• [INSTRUCTIONS FOR THE TASK] Copy every line below verbatim, with no changes.

━━━━━━━━━━━━━━━━━━━━━━━━━━━━━━

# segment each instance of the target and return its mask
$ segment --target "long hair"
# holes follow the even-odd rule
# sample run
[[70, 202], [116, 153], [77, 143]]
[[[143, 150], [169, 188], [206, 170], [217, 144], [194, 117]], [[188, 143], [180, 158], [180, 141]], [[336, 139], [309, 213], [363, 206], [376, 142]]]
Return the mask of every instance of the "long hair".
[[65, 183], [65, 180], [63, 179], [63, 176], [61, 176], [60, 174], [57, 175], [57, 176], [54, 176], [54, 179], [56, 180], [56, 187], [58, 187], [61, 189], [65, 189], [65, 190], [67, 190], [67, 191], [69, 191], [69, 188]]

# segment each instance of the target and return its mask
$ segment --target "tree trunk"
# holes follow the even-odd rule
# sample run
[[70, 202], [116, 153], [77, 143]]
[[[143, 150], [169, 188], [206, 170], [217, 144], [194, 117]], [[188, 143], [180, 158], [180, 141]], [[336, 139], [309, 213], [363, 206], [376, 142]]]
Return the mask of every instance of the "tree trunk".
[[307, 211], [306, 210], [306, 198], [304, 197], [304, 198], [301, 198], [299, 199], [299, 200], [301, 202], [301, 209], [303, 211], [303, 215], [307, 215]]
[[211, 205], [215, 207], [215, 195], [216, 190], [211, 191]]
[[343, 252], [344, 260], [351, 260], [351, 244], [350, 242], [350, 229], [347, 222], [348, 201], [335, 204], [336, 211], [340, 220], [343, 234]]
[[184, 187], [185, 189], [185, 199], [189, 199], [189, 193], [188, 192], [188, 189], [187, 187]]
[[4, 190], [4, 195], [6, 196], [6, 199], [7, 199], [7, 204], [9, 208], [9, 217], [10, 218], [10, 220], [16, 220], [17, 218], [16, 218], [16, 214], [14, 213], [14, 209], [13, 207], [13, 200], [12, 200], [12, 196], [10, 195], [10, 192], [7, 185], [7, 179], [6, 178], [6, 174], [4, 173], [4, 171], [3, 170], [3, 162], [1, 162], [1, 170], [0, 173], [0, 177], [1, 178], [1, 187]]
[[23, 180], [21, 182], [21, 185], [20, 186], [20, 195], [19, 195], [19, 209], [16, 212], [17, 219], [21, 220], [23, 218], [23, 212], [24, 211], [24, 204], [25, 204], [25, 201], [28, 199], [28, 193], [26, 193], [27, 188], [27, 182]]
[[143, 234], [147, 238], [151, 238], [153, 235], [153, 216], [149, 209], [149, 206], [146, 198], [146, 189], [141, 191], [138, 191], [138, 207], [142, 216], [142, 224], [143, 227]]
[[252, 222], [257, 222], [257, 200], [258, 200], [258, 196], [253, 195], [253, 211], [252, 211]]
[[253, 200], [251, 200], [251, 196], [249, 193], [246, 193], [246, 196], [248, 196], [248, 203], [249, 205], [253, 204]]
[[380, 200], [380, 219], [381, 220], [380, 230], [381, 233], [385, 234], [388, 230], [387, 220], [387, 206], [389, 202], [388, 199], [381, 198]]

━━━━━━━━━━━━━━━━━━━━━━━━━━━━━━

• [THE RESPONSE]
# segment each instance of the target and return its mask
$ segment --target "long hair"
# holes follow the even-odd rule
# sample run
[[70, 202], [116, 153], [77, 143]]
[[[143, 150], [169, 188], [206, 170], [217, 144], [194, 117]], [[188, 143], [180, 158], [180, 141]], [[336, 139], [309, 213], [363, 206], [376, 142]]]
Return the mask of every instance of the "long hair".
[[65, 183], [65, 180], [63, 179], [63, 176], [61, 176], [60, 174], [57, 175], [57, 176], [54, 176], [54, 179], [56, 180], [56, 187], [58, 187], [61, 189], [65, 189], [65, 190], [67, 190], [67, 191], [69, 191], [69, 188]]

# segment each instance of the target and return its mask
$ segment --target "tree trunk"
# holes follow the even-odd rule
# sample run
[[70, 202], [116, 153], [77, 143]]
[[[143, 150], [169, 188], [206, 170], [217, 144], [194, 117]], [[188, 143], [180, 158], [180, 141]], [[336, 139], [309, 213], [363, 206], [376, 142]]]
Return the mask of every instance of the "tree trunk".
[[307, 211], [306, 210], [306, 198], [304, 197], [304, 198], [301, 198], [299, 199], [299, 200], [301, 202], [301, 209], [303, 211], [303, 215], [307, 215]]
[[211, 205], [215, 207], [215, 195], [216, 190], [211, 191]]
[[343, 252], [344, 260], [351, 260], [351, 244], [350, 242], [350, 229], [347, 222], [348, 201], [335, 204], [336, 211], [340, 220], [343, 234]]
[[184, 187], [185, 189], [185, 199], [189, 199], [189, 193], [188, 192], [188, 189], [187, 187]]
[[4, 190], [4, 195], [6, 196], [6, 199], [7, 199], [7, 204], [9, 208], [9, 217], [10, 218], [10, 220], [16, 220], [17, 218], [16, 218], [16, 214], [14, 213], [14, 209], [13, 207], [13, 200], [12, 200], [12, 196], [10, 195], [10, 192], [7, 185], [7, 179], [6, 178], [6, 174], [4, 173], [4, 171], [3, 170], [3, 162], [1, 162], [1, 170], [0, 173], [0, 177], [1, 178], [1, 187]]
[[23, 180], [21, 182], [21, 185], [20, 186], [20, 195], [19, 195], [19, 209], [16, 212], [17, 219], [21, 220], [23, 218], [23, 212], [24, 211], [24, 204], [25, 204], [25, 201], [28, 199], [28, 193], [26, 193], [27, 188], [27, 182]]
[[143, 234], [147, 238], [151, 238], [153, 235], [153, 216], [149, 209], [149, 206], [146, 198], [146, 189], [141, 191], [138, 191], [138, 207], [142, 216], [142, 224], [143, 227]]
[[252, 222], [257, 222], [257, 200], [258, 200], [258, 196], [253, 195], [253, 211], [252, 211]]
[[253, 200], [251, 200], [251, 196], [249, 193], [246, 193], [246, 196], [248, 196], [248, 203], [249, 205], [253, 204]]
[[380, 200], [380, 219], [381, 220], [380, 230], [381, 233], [385, 234], [388, 230], [387, 220], [387, 206], [389, 202], [388, 199], [381, 198]]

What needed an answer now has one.